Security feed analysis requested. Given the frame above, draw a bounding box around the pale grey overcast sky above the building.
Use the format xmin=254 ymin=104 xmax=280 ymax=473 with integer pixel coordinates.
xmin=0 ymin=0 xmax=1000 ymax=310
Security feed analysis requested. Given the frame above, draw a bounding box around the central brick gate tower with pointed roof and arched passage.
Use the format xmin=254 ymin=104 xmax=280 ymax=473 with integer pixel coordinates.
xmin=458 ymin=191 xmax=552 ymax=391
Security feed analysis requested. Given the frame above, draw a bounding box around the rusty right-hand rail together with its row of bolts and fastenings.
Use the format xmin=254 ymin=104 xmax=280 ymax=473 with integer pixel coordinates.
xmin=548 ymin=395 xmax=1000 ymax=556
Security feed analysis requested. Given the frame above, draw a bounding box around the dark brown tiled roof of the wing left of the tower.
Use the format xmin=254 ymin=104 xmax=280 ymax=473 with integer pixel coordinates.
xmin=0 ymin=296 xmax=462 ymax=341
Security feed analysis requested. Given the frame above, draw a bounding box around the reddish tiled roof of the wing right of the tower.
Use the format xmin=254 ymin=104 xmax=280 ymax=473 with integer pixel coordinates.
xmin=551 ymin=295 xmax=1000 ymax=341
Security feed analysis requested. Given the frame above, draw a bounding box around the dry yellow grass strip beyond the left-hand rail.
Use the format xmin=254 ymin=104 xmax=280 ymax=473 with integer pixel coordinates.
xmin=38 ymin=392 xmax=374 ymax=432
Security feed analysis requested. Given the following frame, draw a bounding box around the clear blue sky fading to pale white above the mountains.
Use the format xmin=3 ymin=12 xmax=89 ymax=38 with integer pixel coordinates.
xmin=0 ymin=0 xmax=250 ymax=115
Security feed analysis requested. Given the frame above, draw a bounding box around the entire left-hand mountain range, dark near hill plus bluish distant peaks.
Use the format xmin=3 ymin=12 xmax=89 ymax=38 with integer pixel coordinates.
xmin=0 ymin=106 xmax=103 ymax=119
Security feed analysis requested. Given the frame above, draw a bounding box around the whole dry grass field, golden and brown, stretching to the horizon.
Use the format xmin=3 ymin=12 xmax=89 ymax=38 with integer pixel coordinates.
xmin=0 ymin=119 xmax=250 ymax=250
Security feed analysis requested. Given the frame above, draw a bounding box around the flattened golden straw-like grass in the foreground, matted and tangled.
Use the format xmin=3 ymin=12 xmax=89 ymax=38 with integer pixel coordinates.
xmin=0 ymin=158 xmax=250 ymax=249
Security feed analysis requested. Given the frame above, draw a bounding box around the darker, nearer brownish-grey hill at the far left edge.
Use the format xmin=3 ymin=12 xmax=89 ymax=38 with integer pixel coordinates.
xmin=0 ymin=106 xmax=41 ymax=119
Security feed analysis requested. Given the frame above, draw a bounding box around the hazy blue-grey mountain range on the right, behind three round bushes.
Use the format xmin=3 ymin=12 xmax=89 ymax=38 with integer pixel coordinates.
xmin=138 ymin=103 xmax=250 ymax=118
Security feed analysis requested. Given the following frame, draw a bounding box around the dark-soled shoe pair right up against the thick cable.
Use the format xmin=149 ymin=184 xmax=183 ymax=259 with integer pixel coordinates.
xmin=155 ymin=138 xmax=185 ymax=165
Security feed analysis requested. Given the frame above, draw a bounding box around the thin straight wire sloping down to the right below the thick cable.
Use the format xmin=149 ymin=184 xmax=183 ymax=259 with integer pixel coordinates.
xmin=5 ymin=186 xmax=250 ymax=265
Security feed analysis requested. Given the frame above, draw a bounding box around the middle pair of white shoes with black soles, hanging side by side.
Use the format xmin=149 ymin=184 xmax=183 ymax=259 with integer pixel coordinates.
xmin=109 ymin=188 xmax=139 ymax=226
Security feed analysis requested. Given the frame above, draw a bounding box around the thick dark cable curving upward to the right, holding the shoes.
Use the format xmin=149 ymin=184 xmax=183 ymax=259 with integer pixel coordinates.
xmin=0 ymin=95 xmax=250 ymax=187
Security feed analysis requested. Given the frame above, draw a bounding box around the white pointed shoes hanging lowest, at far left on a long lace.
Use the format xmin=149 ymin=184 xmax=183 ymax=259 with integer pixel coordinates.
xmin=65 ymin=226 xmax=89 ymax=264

########################################

Problem requirements → Go line by line through the data above and count those holding "grey"; report the number alone.

Written answer → 3